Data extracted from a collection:
• • • • • • •

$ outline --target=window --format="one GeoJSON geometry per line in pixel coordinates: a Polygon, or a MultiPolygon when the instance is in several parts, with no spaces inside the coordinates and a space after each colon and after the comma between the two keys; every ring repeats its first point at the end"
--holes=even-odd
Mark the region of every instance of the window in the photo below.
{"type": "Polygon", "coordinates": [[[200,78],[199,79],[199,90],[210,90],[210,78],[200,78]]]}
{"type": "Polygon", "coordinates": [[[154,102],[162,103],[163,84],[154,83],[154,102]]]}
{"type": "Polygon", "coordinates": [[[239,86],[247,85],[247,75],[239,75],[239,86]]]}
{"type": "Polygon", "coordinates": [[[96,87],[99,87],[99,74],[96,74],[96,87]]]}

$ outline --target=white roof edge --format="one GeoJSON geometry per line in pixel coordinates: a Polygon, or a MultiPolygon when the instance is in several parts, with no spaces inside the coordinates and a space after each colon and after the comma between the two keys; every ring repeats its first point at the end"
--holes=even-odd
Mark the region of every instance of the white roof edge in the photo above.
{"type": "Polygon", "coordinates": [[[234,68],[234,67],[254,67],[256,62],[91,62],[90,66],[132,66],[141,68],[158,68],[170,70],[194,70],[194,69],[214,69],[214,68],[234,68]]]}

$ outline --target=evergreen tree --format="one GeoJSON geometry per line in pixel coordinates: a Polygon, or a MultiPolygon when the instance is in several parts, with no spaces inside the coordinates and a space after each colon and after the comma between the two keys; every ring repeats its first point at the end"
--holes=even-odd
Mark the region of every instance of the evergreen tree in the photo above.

• • • • • • •

Required work: Arrange as a numbered list the lines of the records beginning with the line containing "outline --target=evergreen tree" and continuing through the end of the records, omitting any blank lines.

Response to this exercise:
1. $ outline --target=evergreen tree --format="one GeoJSON geometry per line in pixel coordinates: a Polygon, or a MultiPolygon when the instance is in several parts, with no spaces inside the coordinates and a space after each colon and after the comma between the two keys; every ring repeats its first point at the end"
2. --holes=even-odd
3. Mark the region of every instance of the evergreen tree in the photo above.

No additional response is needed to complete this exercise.